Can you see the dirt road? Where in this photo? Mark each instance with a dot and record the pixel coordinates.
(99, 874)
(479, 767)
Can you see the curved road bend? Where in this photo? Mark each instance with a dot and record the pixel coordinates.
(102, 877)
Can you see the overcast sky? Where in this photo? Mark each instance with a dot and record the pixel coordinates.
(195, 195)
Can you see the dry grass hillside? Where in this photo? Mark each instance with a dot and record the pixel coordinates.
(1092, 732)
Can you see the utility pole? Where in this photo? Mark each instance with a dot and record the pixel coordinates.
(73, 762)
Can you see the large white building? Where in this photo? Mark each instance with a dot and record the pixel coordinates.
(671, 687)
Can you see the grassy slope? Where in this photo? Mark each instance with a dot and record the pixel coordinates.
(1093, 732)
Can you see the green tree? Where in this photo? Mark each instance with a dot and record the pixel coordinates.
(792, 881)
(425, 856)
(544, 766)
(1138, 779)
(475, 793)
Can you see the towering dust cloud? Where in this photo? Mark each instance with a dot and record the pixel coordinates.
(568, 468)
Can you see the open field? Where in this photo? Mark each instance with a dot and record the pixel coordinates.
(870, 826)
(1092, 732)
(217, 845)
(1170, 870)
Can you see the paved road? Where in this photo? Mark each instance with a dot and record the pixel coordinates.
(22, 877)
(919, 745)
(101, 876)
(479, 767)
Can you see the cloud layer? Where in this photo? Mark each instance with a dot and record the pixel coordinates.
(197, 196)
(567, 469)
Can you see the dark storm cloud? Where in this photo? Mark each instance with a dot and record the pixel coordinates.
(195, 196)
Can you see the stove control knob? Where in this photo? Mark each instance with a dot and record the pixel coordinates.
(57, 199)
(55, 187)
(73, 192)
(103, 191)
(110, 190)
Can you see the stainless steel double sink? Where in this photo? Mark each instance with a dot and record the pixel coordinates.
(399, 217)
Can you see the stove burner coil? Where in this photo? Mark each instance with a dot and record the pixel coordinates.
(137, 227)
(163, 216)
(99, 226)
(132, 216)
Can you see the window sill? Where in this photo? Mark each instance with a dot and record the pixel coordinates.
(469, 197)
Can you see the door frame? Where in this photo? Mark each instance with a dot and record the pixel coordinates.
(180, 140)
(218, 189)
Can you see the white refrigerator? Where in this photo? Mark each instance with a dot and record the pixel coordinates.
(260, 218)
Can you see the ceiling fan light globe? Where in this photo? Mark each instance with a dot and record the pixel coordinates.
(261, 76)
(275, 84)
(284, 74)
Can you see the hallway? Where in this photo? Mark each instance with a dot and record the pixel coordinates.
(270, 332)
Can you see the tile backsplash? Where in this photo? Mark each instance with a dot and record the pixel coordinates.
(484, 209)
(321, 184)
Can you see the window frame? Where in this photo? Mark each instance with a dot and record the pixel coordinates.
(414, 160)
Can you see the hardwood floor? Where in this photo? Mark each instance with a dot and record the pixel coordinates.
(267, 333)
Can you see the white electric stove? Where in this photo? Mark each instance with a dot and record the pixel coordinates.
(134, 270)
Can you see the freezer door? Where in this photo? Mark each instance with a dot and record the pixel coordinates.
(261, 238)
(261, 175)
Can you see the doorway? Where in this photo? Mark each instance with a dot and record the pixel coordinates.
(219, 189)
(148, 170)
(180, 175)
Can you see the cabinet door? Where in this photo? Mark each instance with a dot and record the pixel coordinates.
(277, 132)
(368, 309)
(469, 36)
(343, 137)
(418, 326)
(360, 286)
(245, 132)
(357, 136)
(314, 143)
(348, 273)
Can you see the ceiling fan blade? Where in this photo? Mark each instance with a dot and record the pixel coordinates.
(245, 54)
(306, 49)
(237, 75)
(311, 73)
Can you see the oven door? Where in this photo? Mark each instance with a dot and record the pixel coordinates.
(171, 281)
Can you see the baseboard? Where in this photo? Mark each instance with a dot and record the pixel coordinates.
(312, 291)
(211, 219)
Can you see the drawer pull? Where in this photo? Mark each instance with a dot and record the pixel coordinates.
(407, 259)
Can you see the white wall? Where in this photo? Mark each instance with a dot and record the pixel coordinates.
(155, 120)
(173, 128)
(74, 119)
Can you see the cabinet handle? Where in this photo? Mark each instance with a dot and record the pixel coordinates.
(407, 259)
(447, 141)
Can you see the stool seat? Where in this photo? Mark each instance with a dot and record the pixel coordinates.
◇ ◇ ◇ ◇ ◇ ◇ ◇
**THE TASK**
Would you restate each of the entries word for word?

**YOUR SOLUTION**
Can you see the dirt road? Where in this photo? Mark each instance with a dot and record the pixel coordinates.
(99, 874)
(479, 767)
Can you see the curved road bend? Where in this photo? Mark each instance with a dot and record the pixel coordinates.
(102, 877)
Can you see the overcast sky? Where in this photo? Mark each instance with a dot and record the pixel coordinates.
(195, 195)
Can you see the dry grass hillside? Where in this photo? Mark each instance with a dot and record the pixel coordinates.
(1092, 732)
Can you see the utility pole? Where in this photo? Mark each instance with a dot and record the pixel coordinates.
(73, 762)
Can you see the large white building? Where in this photo? Mark each instance with a dot and record the pixel coordinates.
(671, 687)
Can you see the grassy slope? Where in this photo? Mark each instance with a dot and record the pixel coordinates.
(1093, 732)
Can you see the green tree? Where in this photo? Mark each instance with a dot and record the pixel coordinates.
(792, 881)
(425, 856)
(544, 766)
(1138, 779)
(475, 793)
Can you see the towering dust cloud? Where in this photo? Mark each instance with a dot and record the pixel coordinates.
(568, 468)
Can you see the open field? Where in this photo? Mark each instance with a dot and record the pixel coordinates.
(870, 826)
(1092, 732)
(217, 845)
(1170, 870)
Can you see the paved road? Where in this photo? Mark each instance with a dot and record the pixel coordinates.
(22, 877)
(919, 745)
(101, 876)
(479, 767)
Can you see the cloud layer? Where in this photo? Mark each instance with a dot and record the pixel coordinates.
(197, 196)
(567, 469)
Can you see the dark storm cloud? Where in this photo? Mark each instance with a dot and record the pixel coordinates.
(195, 196)
Can you see the stove control knob? Where in this photo? Mark each instance with a dot and record the pixel coordinates.
(57, 199)
(55, 187)
(73, 192)
(103, 191)
(110, 190)
Can you see the stainless steel double sink? Where in this photo? Mark each instance with a dot and record the pixel coordinates.
(399, 217)
Can you see the stove burner coil? Where in this photo? Mark each instance with a dot and record the pixel coordinates.
(137, 227)
(163, 216)
(99, 226)
(132, 216)
Can you see the window sill? Where in this photo? Mark each instance with a dot and record the pixel coordinates.
(469, 197)
Can you see the door frame? Where in this photo? Mark each instance with a dot and record the pixel coordinates.
(180, 140)
(218, 189)
Can you see the white refrigerator? Where in this photo? Mark each instance with a dot and record the pixel coordinates.
(260, 218)
Can you see the ceiling fan light globe? Where in this photo? Mark each instance with a dot and record the pixel coordinates.
(261, 76)
(275, 84)
(284, 74)
Can you see the hallway? Where in this photo? Mark each instance with a dot and record the pixel coordinates.
(270, 332)
Can you see the tile backsplash? Where in this photo? Mark each instance with a dot and record the pixel coordinates.
(484, 209)
(321, 184)
Can you see the window frame? Where in this photo? Mark each instance with a dot and record the pixel coordinates.
(414, 160)
Can you see the hardwood floor? Where in this photo? Mark each instance with a dot and record the pixel coordinates.
(267, 333)
Can you see the white electric stove? Where in this photo? Mark each instance with a dot and record the pixel coordinates.
(134, 270)
Can you see the freezer door? Where in this photo? Mark each instance with a dot and record the pixel coordinates.
(261, 238)
(261, 175)
Can you see the doorway? Where in this photo? Mark each instance with a dot and record the pixel coordinates.
(219, 189)
(148, 170)
(180, 175)
Can you see the cabinet door? Where in this photo? Mark each instance with a dot and record the pixel coordinates.
(277, 132)
(368, 309)
(469, 36)
(343, 137)
(418, 326)
(360, 286)
(245, 132)
(357, 136)
(314, 143)
(348, 273)
Can you see the ceiling fan blade? Where in this photo? Mark each instance with a dot and record the pixel coordinates.
(245, 54)
(306, 49)
(237, 75)
(311, 73)
Can you see the oven door? Where in this photo? Mark each instance with a dot and record the pixel coordinates.
(171, 281)
Can you see the baseboard? Where in this photo? Mark each instance with a dot and record the pixel coordinates.
(312, 291)
(211, 219)
Can you see the drawer pull? Where in this photo? Mark each instance with a dot and record the pixel coordinates.
(407, 259)
Can you see the white wall? Where in this photo? Mark each instance with a dot and record the pixel coordinates.
(155, 120)
(173, 128)
(74, 119)
Can you see the cabinet handle? Where in this photo? Mark each instance with a dot and record the pixel coordinates.
(407, 259)
(447, 141)
Can you see the stool seat? Where in this photo? Mark each instance with a dot and record the pixel coordinates.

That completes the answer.